What the task asks ▸ Each line of the listing that contains the word "porch" is to be copied.

Given records ▸
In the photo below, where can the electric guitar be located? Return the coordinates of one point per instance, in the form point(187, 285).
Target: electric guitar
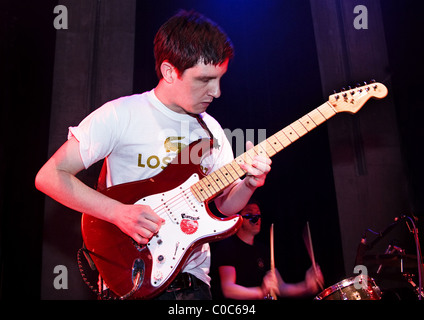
point(180, 194)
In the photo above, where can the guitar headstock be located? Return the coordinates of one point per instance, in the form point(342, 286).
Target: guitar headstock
point(353, 99)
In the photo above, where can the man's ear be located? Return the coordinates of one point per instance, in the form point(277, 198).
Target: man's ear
point(169, 72)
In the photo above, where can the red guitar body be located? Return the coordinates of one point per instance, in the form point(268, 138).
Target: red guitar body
point(189, 224)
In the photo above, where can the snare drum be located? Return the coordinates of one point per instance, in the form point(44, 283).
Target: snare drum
point(356, 288)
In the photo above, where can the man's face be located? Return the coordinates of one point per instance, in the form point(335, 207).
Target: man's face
point(197, 87)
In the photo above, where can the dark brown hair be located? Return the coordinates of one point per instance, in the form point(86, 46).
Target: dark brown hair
point(188, 38)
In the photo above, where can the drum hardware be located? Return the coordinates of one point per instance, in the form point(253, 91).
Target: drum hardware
point(348, 290)
point(394, 256)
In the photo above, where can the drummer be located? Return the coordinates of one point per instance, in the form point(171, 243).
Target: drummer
point(245, 275)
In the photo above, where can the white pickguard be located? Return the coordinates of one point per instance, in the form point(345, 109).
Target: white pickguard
point(186, 222)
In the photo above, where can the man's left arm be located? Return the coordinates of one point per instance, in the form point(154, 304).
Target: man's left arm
point(235, 199)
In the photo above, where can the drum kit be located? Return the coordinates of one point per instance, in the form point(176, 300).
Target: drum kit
point(394, 263)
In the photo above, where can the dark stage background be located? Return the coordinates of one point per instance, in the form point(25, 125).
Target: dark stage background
point(348, 175)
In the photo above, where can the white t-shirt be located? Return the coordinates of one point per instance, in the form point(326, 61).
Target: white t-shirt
point(138, 135)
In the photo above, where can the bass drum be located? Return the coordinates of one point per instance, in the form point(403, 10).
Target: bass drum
point(360, 287)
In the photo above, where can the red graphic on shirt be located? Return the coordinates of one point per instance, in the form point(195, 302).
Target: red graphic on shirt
point(189, 226)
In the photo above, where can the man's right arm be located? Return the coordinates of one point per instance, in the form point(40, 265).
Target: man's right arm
point(57, 179)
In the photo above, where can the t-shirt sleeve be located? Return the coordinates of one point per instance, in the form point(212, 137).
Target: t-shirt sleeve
point(97, 134)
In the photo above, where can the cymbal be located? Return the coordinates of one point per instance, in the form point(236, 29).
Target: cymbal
point(391, 260)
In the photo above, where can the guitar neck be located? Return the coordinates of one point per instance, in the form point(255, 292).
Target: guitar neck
point(213, 184)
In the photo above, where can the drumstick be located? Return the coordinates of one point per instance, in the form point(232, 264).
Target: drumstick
point(271, 240)
point(308, 243)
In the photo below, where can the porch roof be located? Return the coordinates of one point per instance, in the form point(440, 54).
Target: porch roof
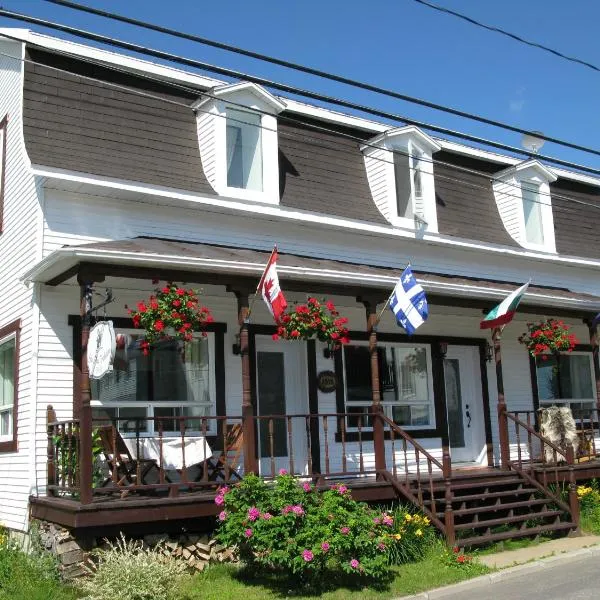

Your solution ▸
In the photo below, where can the porch roof be located? Return the coordinates of one point per instance, in the form point(440, 54).
Target: porch roof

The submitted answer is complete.